-- START OF DATA FOR THE TASK --

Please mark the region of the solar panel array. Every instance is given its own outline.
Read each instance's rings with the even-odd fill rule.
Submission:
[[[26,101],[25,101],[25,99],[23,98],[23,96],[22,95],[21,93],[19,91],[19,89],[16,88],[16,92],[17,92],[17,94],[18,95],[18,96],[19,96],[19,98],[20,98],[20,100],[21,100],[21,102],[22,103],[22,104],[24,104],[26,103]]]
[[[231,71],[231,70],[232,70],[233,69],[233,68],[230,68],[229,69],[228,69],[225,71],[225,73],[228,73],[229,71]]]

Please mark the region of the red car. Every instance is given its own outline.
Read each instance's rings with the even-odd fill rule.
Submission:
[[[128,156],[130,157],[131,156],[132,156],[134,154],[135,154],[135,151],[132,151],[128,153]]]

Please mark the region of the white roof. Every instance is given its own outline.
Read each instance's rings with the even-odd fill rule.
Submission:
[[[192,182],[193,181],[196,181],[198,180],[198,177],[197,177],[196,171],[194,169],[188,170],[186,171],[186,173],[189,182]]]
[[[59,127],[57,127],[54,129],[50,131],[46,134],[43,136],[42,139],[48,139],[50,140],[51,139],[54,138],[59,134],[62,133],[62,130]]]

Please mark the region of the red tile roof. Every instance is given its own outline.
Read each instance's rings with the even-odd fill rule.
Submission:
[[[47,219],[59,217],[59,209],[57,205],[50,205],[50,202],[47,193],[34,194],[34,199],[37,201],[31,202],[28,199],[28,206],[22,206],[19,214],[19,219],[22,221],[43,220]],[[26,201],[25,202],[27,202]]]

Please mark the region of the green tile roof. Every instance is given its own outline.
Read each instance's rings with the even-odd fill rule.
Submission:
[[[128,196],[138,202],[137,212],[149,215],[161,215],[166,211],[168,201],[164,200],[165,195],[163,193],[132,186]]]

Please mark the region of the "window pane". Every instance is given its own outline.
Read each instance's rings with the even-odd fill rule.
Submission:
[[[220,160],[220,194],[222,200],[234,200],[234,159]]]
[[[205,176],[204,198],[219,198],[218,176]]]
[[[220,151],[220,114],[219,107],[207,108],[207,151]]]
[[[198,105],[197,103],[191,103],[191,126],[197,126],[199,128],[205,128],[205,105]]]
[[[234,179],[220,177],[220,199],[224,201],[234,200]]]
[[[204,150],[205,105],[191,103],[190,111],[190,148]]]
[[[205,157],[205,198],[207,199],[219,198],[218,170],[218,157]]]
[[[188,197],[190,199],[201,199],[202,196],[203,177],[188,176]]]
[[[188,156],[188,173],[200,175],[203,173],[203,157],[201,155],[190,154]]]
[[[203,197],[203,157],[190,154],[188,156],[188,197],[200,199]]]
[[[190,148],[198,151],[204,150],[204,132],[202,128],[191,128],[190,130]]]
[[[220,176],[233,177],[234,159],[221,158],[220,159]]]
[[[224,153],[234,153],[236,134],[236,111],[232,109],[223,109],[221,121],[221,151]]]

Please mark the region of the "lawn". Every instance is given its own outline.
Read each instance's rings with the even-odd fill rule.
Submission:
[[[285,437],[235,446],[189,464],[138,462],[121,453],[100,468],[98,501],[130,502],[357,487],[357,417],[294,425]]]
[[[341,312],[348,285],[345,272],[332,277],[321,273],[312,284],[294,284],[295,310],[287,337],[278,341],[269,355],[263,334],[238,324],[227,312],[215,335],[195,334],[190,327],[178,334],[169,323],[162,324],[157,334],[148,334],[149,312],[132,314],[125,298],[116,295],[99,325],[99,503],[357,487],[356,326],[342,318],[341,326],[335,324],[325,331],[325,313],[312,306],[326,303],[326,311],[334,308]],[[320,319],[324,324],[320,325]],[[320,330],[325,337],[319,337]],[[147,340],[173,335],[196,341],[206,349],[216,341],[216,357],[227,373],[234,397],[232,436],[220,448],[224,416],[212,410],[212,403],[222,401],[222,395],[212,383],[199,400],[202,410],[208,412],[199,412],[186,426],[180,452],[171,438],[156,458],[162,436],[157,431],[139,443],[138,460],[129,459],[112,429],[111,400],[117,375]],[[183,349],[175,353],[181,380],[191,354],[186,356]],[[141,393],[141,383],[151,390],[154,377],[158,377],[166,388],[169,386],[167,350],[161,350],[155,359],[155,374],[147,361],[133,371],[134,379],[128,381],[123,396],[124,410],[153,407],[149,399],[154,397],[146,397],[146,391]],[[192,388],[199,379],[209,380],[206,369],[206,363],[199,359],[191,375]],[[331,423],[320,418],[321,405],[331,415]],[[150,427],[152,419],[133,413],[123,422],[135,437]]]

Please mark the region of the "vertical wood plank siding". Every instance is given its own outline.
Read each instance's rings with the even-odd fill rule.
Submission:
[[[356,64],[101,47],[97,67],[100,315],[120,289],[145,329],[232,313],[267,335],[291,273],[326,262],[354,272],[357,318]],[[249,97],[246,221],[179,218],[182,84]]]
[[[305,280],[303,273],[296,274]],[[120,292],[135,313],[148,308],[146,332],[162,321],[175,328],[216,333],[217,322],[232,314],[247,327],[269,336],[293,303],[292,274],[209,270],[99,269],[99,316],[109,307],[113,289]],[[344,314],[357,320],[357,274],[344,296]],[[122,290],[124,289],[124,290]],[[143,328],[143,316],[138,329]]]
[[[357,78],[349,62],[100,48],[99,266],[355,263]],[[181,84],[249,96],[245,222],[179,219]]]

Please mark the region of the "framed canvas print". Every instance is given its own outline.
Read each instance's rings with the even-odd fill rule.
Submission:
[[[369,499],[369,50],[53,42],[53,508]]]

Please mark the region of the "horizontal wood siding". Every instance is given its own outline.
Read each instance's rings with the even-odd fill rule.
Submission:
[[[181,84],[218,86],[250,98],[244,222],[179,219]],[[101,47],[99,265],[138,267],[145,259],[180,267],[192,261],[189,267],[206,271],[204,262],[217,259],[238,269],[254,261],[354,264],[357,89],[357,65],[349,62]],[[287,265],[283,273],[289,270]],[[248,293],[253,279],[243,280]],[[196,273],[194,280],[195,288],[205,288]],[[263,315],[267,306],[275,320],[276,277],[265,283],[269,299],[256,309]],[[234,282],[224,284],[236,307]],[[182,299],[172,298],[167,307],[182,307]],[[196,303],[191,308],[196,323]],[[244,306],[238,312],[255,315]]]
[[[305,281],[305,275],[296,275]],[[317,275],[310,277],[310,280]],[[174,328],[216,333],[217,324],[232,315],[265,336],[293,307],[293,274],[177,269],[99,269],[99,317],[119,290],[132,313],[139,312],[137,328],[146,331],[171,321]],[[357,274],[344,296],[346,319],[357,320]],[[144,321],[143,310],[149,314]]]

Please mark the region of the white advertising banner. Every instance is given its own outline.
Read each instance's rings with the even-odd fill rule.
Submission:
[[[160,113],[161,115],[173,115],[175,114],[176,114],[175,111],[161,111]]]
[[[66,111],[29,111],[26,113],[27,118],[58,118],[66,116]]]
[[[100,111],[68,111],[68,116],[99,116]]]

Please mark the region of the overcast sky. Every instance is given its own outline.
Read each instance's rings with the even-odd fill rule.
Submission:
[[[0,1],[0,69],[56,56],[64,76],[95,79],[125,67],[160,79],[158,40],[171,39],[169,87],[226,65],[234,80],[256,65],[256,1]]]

-- END OF DATA FOR THE TASK --

WRITTEN TASK
Transcribe all of the entries without altering anything.

ANSWER FOR THE TASK
Please mark the region of the solar panel array. Every instance is given its own outline.
Read each instance's rings with the even-odd fill rule.
Submission:
[[[26,101],[25,101],[25,99],[23,98],[23,96],[22,95],[21,93],[19,91],[19,89],[16,88],[16,92],[17,92],[17,94],[18,95],[18,96],[19,96],[19,98],[20,98],[20,100],[21,100],[21,102],[22,103],[22,104],[24,104],[26,103]]]
[[[231,71],[231,70],[232,70],[233,69],[233,68],[230,68],[229,69],[228,69],[225,71],[225,73],[228,73],[229,71]]]

Please mark the region of the red car. Every instance is given its own outline.
Read each instance's rings with the even-odd fill rule.
Submission:
[[[128,156],[130,157],[131,156],[132,156],[134,154],[135,154],[135,151],[132,151],[128,153]]]

Please mark the region of the white roof. Every instance is given its own outline.
Read each instance's rings with the even-odd fill rule.
Submission:
[[[192,182],[193,181],[196,181],[198,180],[198,177],[197,177],[196,171],[194,169],[188,170],[186,171],[186,173],[189,182]]]
[[[59,127],[57,127],[54,129],[50,131],[46,134],[43,136],[42,139],[48,139],[50,140],[51,139],[54,138],[59,134],[62,133],[62,130]]]

Please mark the region of the red tile roof. Every instance is given its own outline.
Read each instance's rings with the even-odd fill rule.
Submission:
[[[47,219],[59,217],[59,209],[57,205],[50,205],[50,202],[47,193],[34,194],[34,199],[37,201],[31,202],[28,199],[28,206],[22,206],[19,214],[19,219],[22,221],[43,220]],[[26,201],[25,202],[27,202]]]

Please mark the region of the green tile roof. Every instance is given its own outline.
Read each instance's rings with the even-odd fill rule.
Submission:
[[[128,196],[138,202],[137,212],[149,215],[161,215],[166,211],[168,201],[164,200],[165,195],[163,193],[132,186]]]

Please mark the region of the "window pane". Every instance is given its own outline.
Read each instance's rings with the even-odd fill rule.
Submission:
[[[220,160],[220,194],[222,200],[234,200],[234,159]]]
[[[205,176],[204,198],[219,198],[218,176]]]
[[[220,151],[220,114],[219,107],[207,108],[207,151]]]
[[[198,105],[197,103],[191,103],[191,126],[197,126],[199,128],[205,128],[205,105]]]
[[[234,179],[220,177],[220,199],[224,201],[234,200]]]
[[[204,150],[205,105],[191,103],[190,111],[190,148]]]
[[[205,157],[205,198],[207,199],[219,198],[218,170],[218,157]]]
[[[188,197],[190,199],[201,199],[202,196],[203,177],[188,176]]]
[[[188,156],[188,173],[200,175],[203,173],[203,157],[201,155],[190,154]]]
[[[203,197],[203,157],[190,154],[188,156],[188,197],[200,199]]]
[[[190,148],[198,151],[204,150],[204,132],[202,128],[191,128],[190,130]]]
[[[220,176],[233,177],[234,159],[221,158],[220,159]]]
[[[224,153],[234,153],[236,134],[236,111],[232,109],[223,109],[221,121],[221,151]]]

Please mark the region of the "lawn". Every instance is given its own outline.
Read each instance's rings with the even-odd fill rule.
Submission:
[[[285,437],[235,446],[189,464],[138,462],[121,453],[100,468],[98,501],[130,502],[357,487],[357,417],[294,425]]]
[[[341,312],[348,285],[345,272],[332,277],[321,273],[312,284],[294,284],[295,310],[287,337],[278,341],[269,355],[263,334],[238,324],[227,312],[215,335],[195,334],[190,327],[178,334],[169,323],[162,324],[157,334],[148,334],[149,312],[132,314],[125,298],[116,295],[99,325],[99,503],[357,487],[356,326],[342,318],[341,326],[335,324],[325,331],[325,313],[312,306],[326,303],[326,311],[334,308]],[[320,319],[324,324],[320,325]],[[320,330],[325,337],[319,337]],[[147,340],[173,335],[196,341],[206,349],[216,341],[216,357],[227,373],[234,397],[232,436],[220,448],[224,416],[212,410],[212,403],[222,401],[222,395],[212,383],[199,400],[202,410],[208,412],[199,412],[186,426],[180,452],[171,438],[156,458],[162,436],[157,431],[139,443],[138,460],[129,459],[112,429],[111,400],[117,375]],[[183,349],[175,353],[181,380],[191,354],[186,356]],[[141,393],[141,383],[151,390],[154,377],[158,377],[166,388],[169,386],[167,350],[161,350],[155,359],[155,374],[147,361],[133,371],[134,379],[128,381],[123,396],[124,410],[153,407],[149,399],[154,397],[146,397],[146,391]],[[192,388],[199,379],[209,380],[206,369],[206,363],[199,359],[191,375]],[[331,423],[320,418],[321,405],[331,415]],[[150,427],[152,419],[133,413],[123,422],[135,437]]]

Please mark the region of the "vertical wood plank siding". Every instance is given its own outline.
Read each instance's rings with the even-odd fill rule.
Submission:
[[[356,64],[101,47],[97,67],[100,315],[120,289],[145,329],[232,313],[267,335],[291,273],[326,262],[354,272],[357,318]],[[249,97],[246,221],[179,218],[182,84]]]
[[[305,280],[303,273],[296,274]],[[120,292],[135,313],[148,308],[146,332],[162,321],[175,328],[216,333],[217,322],[232,314],[247,327],[269,336],[293,303],[292,274],[209,270],[99,269],[99,316],[109,307],[113,289]],[[344,314],[357,320],[357,274],[344,296]],[[122,290],[124,289],[124,290]],[[143,328],[143,316],[138,329]]]
[[[357,78],[349,62],[100,48],[99,266],[355,263]],[[181,84],[249,96],[245,222],[179,219]]]

Please mark the region of the "framed canvas print". Every instance is given its own outline.
Read each instance's rings with the even-odd fill rule.
Submission:
[[[369,499],[369,50],[53,42],[53,508]]]

Please mark the region of the "horizontal wood siding". Every instance is given its own outline.
Read each instance's rings with the even-odd fill rule.
Submission:
[[[181,84],[218,86],[250,98],[244,222],[179,219]],[[101,47],[99,265],[138,267],[145,259],[180,267],[192,261],[189,267],[206,271],[204,262],[217,259],[238,269],[254,261],[354,264],[357,89],[357,65],[349,62]],[[287,265],[283,273],[289,270]],[[248,293],[253,279],[243,280]],[[196,273],[194,280],[195,288],[205,288]],[[263,315],[267,306],[275,320],[276,277],[265,283],[269,299],[256,309]],[[234,282],[224,284],[236,307]],[[182,299],[172,298],[167,307],[182,307]],[[196,303],[191,308],[196,323]],[[244,306],[238,312],[255,315]]]
[[[305,281],[305,275],[296,275]],[[317,275],[310,277],[310,280]],[[174,328],[216,333],[217,324],[232,315],[265,336],[293,307],[293,274],[177,269],[99,269],[99,317],[119,290],[132,313],[139,312],[137,328],[146,331],[171,321]],[[357,274],[344,296],[346,319],[357,320]],[[144,321],[143,310],[149,314]]]

Please mark the region of the white advertising banner. Every instance is given its own outline.
Read each instance's rings with the even-odd fill rule.
Submission:
[[[160,113],[161,115],[173,115],[175,114],[176,114],[175,111],[161,111]]]
[[[66,111],[29,111],[26,113],[27,118],[58,118],[66,116]]]
[[[100,111],[68,111],[68,116],[99,116]]]

Please mark the region of the overcast sky. Every instance is given its own outline.
Read each instance's rings with the even-odd fill rule.
Submission:
[[[0,1],[0,69],[56,56],[64,76],[95,79],[125,67],[160,79],[158,40],[171,39],[169,87],[226,65],[234,80],[256,65],[256,1]]]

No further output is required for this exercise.